## [INSTRUCTIONS FOR THE TASK]
Write out the passage from the state tax nexus article below word for word, beginning with the words "The question of" and stopping after "debt in bankruptcy.".

## [TEXT PASSAGE]
__________

A State Nexus Study: Avoiding Imminent Audits by Revenue-Thirsty States

We are seeing an uptick in audit activity by state tax authorities of closely held businesses, particularly in the area of sales and use tax, to generate much needed revenue for meeting budget shortfalls and funding services and entitlement programs.  A go-to audit technique is to examine whether a company has “nexus” with its state.

The question of whether your company has “nexus” with other states can lurk in the background of its normal multi-state activities, until all of a sudden it explodes in an audit.  A company that has failed to file returns and pay tax where there is nexus may face an audit for the past six to eight years generating substantial tax liability.  In the case of a trust fund tax (such as sales tax) there is also personal liability to a company’s owners and officers that is not a dischargeable debt in bankruptcy.

Definition of Nexus

An out-of-state (“foreign” or “nonresident”) business with significant physical presence in another state will have nexus with this other state.  The reason is that such business will be considered to avail itself of the state’s benefits and privileges (this assumption is automatic for resident businesses) and, in turn, the state will have jurisdiction to impose “privilege” taxes, of whatever specific kind, on the nonresident business.

Physical contacts in the state, beyond outright ownership or leasing of property, may include in-state deliveries (other than by common carrier) and banking activities in the state.  For sales tax purposes, such contacts also include solicitation of sales, whether by employees, independent contractors or other agents.  In addition, states have become increasingly aggressive and have asserted “economic nexus” based on non-physical contacts with the state, such as “click-through” nexus / internet referrals, licensing a trademark, and banking and financial services.

The two most common types of tax imposed by states on out-of-state businesses through nexus are income tax and the obligation to collect sales and use tax from customers.

Income Tax

State income tax is generally imposed on a nonresident business on income sourced within the state.  However, income derived from solicitation activities is protected by federal statute, 15 USC § 381 (commonly known by its 1959 enacting legislation, “P.L. 86-272”).  Under P.L. 86-272, a state cannot impose corporate tax on a foreign business, even when there is nexus, if the tax is based on, or measured by, the business’ gross or net income if: (1) all such income is derived from solicitation of sales of tangible personal property, and (2) orders are approved and shipped from out of state.

Note that P.L. 86-272 does not protect: (a) income derived from solicitations of sales of services, real estate or intangibles, and (b) non-income franchise tax calculated based on gross receipts, apportioned capital, net worth and other non-income measures.  For example, Washington State is notorious for targeting out-of-state companies with tenuous business activities in the state for failure to pay its Business and Occupancy Tax.  Other types of such non-income taxes that have been known to reach companies “doing business” out of state include Michigan Business Tax, Texas Margin Tax, and Ohio Commercial Activities Tax.

__________

## [SOURCE INFORMATION]
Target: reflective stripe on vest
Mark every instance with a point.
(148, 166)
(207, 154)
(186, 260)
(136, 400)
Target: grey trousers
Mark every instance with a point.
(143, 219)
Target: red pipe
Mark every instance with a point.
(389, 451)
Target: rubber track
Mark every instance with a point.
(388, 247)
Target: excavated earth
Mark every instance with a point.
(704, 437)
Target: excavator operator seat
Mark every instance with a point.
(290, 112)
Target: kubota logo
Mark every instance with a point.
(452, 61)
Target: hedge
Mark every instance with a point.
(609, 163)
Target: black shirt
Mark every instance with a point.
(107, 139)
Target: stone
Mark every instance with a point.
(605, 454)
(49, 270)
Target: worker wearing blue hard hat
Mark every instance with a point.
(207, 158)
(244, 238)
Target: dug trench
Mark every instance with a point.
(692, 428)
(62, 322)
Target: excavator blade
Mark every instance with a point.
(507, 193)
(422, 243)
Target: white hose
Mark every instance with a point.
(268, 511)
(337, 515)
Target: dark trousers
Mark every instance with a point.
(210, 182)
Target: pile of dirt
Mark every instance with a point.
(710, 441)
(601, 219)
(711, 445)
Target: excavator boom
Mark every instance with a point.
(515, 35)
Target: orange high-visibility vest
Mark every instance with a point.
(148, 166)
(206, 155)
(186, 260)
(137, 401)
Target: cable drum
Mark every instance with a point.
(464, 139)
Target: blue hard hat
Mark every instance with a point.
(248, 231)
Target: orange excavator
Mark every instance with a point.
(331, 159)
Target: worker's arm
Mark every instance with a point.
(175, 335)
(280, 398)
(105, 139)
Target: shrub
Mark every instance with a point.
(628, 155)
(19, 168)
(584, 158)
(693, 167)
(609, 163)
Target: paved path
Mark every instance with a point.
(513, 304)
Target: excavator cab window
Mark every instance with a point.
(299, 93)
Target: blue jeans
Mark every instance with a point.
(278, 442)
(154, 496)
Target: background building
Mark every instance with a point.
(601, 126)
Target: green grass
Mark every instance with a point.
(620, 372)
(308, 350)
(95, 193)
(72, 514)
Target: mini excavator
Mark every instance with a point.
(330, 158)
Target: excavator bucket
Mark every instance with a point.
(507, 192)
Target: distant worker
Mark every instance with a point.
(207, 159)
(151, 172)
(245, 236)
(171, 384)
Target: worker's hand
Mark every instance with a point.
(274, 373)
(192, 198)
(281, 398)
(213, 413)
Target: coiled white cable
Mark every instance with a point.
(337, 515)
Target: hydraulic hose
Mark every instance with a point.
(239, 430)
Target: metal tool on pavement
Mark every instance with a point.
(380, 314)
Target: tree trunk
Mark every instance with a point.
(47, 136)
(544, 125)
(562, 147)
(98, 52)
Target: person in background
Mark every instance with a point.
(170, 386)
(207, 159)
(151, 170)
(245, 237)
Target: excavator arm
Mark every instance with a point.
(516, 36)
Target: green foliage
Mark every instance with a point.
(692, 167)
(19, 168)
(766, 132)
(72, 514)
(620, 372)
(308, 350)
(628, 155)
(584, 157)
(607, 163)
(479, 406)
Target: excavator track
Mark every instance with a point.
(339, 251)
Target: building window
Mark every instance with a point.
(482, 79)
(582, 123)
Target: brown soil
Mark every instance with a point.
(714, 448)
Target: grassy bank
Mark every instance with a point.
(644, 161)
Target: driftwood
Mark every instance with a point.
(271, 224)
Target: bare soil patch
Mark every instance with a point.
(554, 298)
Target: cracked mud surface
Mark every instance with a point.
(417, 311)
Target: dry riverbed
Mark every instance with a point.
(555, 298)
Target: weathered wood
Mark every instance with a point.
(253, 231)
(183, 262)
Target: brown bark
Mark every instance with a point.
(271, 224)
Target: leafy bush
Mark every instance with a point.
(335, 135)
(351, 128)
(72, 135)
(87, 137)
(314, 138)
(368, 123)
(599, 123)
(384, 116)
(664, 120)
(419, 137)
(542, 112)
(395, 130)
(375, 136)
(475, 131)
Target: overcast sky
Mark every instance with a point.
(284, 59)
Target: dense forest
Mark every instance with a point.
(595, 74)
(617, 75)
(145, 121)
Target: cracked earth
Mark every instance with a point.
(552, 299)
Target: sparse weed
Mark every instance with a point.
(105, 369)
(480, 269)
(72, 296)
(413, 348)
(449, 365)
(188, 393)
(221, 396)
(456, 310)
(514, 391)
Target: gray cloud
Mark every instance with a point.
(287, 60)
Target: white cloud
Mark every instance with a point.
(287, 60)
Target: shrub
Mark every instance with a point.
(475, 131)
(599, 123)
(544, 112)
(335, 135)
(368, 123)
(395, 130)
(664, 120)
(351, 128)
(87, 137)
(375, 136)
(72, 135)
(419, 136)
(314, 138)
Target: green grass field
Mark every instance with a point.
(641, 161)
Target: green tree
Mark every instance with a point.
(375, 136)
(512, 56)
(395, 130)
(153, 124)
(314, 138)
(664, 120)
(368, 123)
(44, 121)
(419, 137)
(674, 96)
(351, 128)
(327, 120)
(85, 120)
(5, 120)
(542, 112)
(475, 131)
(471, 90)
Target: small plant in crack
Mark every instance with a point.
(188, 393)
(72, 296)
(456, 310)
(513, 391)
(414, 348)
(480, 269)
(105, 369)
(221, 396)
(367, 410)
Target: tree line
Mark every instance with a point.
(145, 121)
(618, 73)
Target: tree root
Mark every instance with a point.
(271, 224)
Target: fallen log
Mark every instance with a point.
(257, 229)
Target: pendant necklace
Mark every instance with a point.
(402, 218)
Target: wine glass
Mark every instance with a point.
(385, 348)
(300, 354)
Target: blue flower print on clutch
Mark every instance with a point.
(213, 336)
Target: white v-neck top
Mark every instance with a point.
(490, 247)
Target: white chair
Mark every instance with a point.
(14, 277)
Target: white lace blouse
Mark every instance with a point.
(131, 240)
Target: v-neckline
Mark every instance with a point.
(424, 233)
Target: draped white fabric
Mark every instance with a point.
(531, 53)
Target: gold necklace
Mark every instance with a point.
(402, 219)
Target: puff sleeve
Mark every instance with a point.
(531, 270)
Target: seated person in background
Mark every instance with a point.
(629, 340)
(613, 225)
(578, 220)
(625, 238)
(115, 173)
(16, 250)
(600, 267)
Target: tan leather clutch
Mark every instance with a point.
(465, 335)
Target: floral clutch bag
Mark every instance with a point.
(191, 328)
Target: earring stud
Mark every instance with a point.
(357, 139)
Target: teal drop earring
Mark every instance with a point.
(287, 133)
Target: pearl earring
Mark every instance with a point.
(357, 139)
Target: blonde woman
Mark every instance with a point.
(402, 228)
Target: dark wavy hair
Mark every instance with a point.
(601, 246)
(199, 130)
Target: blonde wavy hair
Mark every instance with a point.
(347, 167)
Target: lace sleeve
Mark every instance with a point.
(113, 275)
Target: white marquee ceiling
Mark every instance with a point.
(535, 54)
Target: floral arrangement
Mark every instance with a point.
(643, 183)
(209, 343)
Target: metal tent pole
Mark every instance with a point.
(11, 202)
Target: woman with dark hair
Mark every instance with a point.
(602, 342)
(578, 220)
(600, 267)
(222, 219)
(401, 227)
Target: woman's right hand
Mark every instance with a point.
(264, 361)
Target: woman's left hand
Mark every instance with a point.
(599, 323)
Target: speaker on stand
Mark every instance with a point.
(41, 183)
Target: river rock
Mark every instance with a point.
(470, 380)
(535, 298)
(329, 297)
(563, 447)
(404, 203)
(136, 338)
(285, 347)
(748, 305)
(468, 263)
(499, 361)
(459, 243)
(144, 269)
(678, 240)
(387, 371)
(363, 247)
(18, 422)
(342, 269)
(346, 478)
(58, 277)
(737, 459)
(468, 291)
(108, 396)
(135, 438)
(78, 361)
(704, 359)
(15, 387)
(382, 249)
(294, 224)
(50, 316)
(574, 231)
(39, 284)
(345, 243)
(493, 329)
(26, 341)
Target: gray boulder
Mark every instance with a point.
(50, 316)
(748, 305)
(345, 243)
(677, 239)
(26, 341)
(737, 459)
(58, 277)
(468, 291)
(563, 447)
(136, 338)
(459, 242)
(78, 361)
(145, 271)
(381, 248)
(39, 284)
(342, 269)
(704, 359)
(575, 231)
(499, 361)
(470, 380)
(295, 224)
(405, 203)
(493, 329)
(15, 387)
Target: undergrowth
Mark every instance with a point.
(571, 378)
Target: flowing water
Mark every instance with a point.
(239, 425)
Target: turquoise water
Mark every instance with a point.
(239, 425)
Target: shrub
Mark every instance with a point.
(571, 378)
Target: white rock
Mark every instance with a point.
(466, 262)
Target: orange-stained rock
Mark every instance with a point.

__________

## [EXPECTED OUTPUT]
The question of whether your company has “nexus” with other states can lurk in the background of its normal multi-state activities, until all of a sudden it explodes in an audit.  A company that has failed to file returns and pay tax where there is nexus may face an audit for the past six to eight years generating substantial tax liability.  In the case of a trust fund tax (such as sales tax) there is also personal liability to a company’s owners and officers that is not a dischargeable debt in bankruptcy.